* [EXERCISE]:
Find every line in the records below that contains the string "dirt", and copy each of those lines. The match is case-sensitive.

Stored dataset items

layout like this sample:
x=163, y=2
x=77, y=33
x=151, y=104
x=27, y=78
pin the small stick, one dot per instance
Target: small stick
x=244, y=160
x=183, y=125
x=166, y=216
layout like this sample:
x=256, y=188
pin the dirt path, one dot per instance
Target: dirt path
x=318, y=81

---

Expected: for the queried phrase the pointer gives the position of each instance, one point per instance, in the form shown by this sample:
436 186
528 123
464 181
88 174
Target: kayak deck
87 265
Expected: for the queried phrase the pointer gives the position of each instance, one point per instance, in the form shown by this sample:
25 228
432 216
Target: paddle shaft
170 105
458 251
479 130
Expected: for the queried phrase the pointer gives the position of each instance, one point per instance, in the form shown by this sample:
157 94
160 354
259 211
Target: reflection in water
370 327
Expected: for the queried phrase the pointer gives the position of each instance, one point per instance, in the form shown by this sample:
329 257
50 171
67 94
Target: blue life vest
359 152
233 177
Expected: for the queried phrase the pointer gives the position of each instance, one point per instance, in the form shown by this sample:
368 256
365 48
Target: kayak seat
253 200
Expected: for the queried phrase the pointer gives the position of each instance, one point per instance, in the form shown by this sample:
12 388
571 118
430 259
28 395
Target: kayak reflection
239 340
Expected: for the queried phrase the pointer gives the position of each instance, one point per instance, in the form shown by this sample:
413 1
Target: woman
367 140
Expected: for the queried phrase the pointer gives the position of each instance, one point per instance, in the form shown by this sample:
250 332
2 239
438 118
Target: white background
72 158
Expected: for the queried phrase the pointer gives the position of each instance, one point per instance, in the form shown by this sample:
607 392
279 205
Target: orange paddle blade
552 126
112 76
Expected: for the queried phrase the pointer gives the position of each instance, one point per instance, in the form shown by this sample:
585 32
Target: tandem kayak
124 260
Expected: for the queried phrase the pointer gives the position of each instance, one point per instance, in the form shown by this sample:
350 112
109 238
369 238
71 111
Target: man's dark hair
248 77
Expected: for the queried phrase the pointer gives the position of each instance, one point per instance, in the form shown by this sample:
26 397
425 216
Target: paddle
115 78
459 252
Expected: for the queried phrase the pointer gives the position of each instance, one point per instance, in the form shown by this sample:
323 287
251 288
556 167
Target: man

* [SOLUTION TO THIS EXERCISE]:
pin the dirt path, one dot per instance
Target: dirt path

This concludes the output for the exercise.